- Exercise task
Format the records below as a numbered list, from the line with "Task: indicate every instance of the yellow" to the line with "[(187, 222)]", both included and blank lines omitted.

^^^^

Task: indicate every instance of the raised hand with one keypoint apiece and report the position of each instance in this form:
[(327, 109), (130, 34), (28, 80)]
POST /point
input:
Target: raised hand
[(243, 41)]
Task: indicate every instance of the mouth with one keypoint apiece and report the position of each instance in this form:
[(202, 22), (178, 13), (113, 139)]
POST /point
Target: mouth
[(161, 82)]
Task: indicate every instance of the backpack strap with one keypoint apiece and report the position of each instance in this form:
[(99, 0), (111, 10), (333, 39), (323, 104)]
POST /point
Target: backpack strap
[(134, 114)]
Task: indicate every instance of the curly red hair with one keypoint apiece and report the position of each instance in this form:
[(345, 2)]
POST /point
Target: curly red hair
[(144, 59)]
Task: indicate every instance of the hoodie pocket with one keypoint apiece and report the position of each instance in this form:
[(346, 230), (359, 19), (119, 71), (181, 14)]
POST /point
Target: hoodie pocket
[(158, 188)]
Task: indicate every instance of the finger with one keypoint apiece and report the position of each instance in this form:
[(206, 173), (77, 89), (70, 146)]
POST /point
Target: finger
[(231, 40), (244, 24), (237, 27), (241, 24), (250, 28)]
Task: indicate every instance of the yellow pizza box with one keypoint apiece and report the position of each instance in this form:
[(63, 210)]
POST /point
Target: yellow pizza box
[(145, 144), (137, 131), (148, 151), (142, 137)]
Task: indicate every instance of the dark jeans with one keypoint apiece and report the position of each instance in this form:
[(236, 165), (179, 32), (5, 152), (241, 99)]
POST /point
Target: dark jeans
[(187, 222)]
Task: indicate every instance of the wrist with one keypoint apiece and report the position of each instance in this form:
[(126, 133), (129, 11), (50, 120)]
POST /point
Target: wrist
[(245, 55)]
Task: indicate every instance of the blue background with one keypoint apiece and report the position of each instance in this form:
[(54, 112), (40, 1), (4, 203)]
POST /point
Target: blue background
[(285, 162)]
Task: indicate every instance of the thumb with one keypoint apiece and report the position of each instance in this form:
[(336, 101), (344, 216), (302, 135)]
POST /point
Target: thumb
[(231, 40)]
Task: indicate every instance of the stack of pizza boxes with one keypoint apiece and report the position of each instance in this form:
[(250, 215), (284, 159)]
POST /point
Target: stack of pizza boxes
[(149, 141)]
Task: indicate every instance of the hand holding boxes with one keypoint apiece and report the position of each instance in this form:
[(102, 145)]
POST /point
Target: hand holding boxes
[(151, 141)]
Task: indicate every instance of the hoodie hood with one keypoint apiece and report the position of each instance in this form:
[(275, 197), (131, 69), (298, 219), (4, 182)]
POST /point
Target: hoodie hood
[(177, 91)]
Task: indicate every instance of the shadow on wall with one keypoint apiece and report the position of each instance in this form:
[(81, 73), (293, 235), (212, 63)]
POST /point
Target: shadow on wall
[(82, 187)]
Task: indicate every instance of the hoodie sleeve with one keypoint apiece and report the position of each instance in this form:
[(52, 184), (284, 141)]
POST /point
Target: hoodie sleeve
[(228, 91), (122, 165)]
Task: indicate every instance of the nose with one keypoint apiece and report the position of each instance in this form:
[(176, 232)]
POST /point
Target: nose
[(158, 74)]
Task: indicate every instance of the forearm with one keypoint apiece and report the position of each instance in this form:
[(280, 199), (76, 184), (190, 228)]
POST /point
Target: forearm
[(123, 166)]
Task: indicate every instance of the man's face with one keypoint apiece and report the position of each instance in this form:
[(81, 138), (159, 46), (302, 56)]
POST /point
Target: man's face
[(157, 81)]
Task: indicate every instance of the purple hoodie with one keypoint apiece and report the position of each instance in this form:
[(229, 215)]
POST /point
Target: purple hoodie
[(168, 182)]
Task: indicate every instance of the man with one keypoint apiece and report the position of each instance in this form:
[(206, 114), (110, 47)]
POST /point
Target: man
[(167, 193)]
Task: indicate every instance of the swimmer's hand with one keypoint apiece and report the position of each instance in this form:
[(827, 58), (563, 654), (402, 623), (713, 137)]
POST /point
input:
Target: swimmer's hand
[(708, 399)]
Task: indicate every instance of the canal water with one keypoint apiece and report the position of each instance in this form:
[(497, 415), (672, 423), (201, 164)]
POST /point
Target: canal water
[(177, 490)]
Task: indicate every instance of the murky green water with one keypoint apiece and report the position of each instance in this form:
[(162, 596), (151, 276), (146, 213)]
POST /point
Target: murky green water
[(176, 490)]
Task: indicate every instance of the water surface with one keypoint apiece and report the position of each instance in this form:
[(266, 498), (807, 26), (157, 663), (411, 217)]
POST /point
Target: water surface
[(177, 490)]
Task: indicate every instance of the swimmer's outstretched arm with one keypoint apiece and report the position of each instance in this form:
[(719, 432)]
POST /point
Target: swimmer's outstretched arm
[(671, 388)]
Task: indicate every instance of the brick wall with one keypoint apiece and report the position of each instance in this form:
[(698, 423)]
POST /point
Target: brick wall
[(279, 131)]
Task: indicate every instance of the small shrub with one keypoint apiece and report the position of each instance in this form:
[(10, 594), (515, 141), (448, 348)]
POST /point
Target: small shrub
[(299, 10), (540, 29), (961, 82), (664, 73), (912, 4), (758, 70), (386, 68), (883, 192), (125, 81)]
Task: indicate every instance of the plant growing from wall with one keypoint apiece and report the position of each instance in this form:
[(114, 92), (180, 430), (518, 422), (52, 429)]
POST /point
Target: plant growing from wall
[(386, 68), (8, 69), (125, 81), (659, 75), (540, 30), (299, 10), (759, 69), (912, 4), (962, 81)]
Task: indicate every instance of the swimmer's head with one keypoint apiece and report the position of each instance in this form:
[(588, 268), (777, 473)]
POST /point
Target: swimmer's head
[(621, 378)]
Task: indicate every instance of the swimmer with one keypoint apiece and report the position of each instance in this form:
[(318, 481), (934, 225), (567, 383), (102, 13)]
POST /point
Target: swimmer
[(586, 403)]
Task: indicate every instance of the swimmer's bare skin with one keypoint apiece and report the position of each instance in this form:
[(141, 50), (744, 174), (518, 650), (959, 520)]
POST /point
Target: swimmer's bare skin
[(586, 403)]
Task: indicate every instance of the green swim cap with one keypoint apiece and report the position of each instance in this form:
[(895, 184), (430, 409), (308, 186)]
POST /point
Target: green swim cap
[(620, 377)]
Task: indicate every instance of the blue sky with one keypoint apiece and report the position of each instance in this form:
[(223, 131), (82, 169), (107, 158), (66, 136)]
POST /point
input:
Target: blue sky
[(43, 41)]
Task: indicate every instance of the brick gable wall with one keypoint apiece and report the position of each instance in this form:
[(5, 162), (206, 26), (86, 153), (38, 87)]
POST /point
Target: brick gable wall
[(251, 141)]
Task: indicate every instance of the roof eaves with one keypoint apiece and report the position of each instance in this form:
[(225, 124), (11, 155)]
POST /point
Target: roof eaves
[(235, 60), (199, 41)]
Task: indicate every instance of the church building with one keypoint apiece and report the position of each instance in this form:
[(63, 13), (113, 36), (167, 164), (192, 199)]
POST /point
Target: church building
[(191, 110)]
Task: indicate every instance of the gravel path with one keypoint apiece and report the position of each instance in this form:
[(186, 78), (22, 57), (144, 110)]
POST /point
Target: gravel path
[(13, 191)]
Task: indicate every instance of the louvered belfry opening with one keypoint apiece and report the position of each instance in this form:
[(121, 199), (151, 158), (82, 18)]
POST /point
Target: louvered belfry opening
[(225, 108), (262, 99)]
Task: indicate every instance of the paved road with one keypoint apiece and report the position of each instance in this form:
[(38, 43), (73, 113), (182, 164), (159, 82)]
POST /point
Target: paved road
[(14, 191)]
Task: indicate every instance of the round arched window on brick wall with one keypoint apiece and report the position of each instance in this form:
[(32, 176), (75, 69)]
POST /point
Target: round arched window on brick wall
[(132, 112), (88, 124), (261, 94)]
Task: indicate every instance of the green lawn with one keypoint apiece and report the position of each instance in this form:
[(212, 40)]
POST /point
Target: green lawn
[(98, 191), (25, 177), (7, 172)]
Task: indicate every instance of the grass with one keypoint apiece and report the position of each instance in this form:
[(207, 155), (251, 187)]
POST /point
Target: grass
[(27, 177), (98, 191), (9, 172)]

^^^^

- Result for this task
1. Task: indicate every instance of the yellow pizza box with one keypoint apiece and report the position of each instance in this form:
2. [(63, 210)]
3. POST /point
4. Target: yellow pizza box
5. [(145, 144), (137, 131), (148, 151), (142, 137)]
6. Task: indicate every instance of the dark jeans with one keypoint apiece and report the position of each instance in this form:
7. [(236, 165), (179, 32), (5, 152), (241, 99)]
8. POST /point
9. Target: dark jeans
10. [(187, 222)]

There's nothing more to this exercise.